Set tasks
A. From the blog post on hiring practices, extract the passage that begins at the words "Monday, December 10th, 2007" and stops after the words "his ideas.  Enjoy!".
B. In the blog post on hiring practices, what firm is Phil Rogers the president and founder of?
C. Write what follows the final sentence of the blog post on hiring practices.
# Given text start
Let’s keep the conversation (and sanity) going.

Wanted: Innovative Hiring Practices

Monday, December 10th, 2007

A colleague and I were recently lamenting over the raw defects that plague today’s hiring practices.  The result of our consternation - my first guest blogger.  Phil Rogers is the president and founder of New Zealand Business Development, a firm that helps NZ-based firms develop in the US market.  I’ve known Phil for a number of years and think you’ll benefit from his ideas.  Enjoy!  

“Whether you see it as marketing hype, a looming concern or a current reality, it’s impossible to ignore the demographic trends facing the global marketplace.  The dire nature of these events is dramatized in this YouTube video created by Ira Wolfe:

Despite the narrowing of the addressable population, there could be an innovation upside to a ‘Future of Talent’ shortages.

Currently, hiring managers seek a guaranteed win based on a narrowly defined candidate profile.  This approach encourages talent to specialize in both industry and function.  In the same way that too much Six Sigma killed innovation at 3M, the application of defect management techniques in recruiting processes are creating a less flexible workforce.  Those individuals seeking to change industries and functions are often ignored relative to the presumably safe and predictable industry lifers.  Given this narrowing criteria, would Lou Gertzner be offered the CEO role at IBM today?  Moreover, does industry specialization increase turnover as employees play off one competitor against another?
# Given text end
# Dataset entries start
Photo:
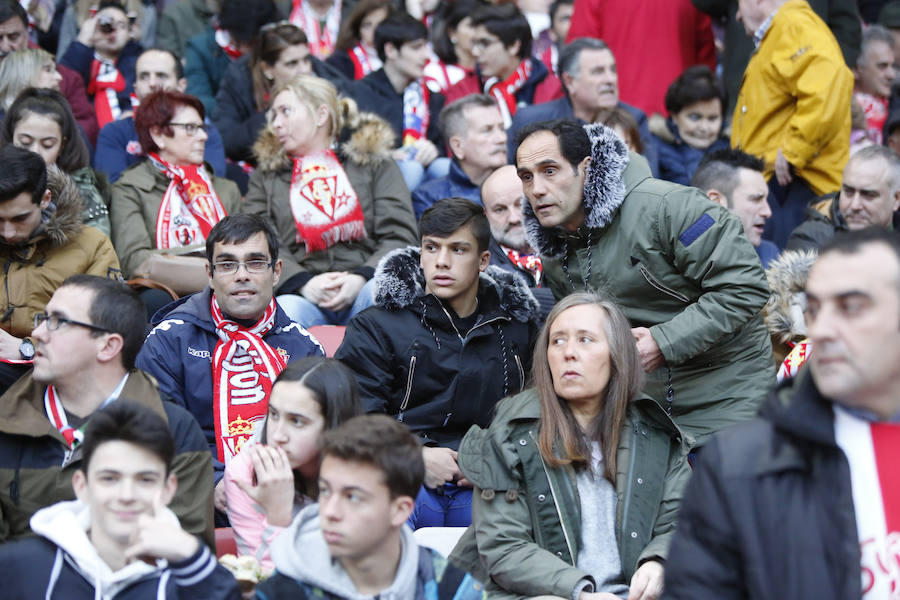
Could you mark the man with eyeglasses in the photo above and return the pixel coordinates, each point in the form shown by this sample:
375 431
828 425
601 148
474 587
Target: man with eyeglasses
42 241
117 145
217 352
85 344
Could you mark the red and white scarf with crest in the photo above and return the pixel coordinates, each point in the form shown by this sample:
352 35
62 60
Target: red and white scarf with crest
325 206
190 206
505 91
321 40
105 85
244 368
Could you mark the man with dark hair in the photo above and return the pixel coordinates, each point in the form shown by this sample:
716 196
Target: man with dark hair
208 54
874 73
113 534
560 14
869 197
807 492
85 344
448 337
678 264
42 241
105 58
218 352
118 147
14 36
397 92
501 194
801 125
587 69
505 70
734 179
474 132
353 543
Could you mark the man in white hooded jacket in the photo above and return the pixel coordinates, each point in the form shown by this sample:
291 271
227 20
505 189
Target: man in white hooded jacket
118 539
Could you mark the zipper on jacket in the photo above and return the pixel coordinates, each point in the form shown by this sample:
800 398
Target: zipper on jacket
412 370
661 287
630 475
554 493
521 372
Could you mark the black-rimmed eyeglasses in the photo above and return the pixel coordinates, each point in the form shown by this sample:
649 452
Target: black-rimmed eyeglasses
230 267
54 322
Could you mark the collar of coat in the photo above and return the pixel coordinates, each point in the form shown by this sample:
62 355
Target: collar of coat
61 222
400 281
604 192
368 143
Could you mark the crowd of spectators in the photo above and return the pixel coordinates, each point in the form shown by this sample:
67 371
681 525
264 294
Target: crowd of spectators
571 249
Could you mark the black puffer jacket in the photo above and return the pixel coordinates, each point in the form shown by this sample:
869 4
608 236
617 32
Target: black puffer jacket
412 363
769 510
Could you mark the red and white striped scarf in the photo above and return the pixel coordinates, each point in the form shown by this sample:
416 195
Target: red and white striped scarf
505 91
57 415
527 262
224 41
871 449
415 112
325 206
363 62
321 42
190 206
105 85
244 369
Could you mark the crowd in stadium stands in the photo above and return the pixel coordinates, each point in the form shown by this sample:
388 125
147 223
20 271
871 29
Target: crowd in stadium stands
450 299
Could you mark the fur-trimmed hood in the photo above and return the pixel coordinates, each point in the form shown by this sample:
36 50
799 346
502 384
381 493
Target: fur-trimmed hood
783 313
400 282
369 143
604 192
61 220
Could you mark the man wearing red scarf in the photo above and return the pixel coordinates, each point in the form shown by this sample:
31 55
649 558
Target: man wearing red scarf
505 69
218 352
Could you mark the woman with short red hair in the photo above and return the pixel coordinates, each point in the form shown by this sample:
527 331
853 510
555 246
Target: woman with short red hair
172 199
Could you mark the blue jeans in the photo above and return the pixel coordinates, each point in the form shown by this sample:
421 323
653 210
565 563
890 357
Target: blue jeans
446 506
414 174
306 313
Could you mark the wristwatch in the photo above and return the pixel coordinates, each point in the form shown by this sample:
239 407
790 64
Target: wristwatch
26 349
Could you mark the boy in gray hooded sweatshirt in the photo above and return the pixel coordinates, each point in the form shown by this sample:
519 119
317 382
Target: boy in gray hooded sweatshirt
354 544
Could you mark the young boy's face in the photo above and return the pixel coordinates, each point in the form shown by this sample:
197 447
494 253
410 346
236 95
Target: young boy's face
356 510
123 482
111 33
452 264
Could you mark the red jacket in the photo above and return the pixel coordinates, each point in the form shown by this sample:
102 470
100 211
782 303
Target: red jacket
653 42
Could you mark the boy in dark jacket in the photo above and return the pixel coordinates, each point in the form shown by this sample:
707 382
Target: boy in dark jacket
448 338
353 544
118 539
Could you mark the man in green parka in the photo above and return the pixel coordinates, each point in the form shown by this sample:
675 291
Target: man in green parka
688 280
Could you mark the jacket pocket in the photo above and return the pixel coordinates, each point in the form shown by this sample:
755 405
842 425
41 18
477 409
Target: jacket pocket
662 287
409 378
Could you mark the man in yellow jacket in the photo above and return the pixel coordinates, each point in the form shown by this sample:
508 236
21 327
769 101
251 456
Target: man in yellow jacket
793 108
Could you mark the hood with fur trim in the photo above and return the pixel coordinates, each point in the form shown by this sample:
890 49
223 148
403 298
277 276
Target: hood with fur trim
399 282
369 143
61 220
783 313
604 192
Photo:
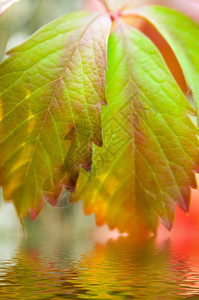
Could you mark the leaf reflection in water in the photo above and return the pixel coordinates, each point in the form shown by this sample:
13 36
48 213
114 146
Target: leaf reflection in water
# Dataset entries end
Answers provided
A.
Monday, December 10th, 2007

A colleague and I were recently lamenting over the raw defects that plague today’s hiring practices.  The result of our consternation - my first guest blogger.  Phil Rogers is the president and founder of New Zealand Business Development, a firm that helps NZ-based firms develop in the US market.  I’ve known Phil for a number of years and think you’ll benefit from his ideas.  Enjoy!

B. New Zealand Business Development

C.
A talent shortage might force a change.  The learning capability and willingness to take risk shown by those that have moved between industries and functions is highly valuable.  Does a talent shortage mean that a future profile might be ‘the ability to improve process’ or the ‘ability to grow revenues’?  Is it possible that hiring for well toned general capabilities, with the right support structures, would actually deliver better business outcomes?  The economic costs of an inflexible workforce are high, but the cost of lost opportunities resulting from a lack of new perspectives and ideas is much higher.  A talent shortage might lead to a new era in innovation the same way that 3M’s labs are now coming back to life.  This places an ironic burden on CEOs, given that turnover in their own ranks is roughly 15% each year.”

Let’s keep the conversation going.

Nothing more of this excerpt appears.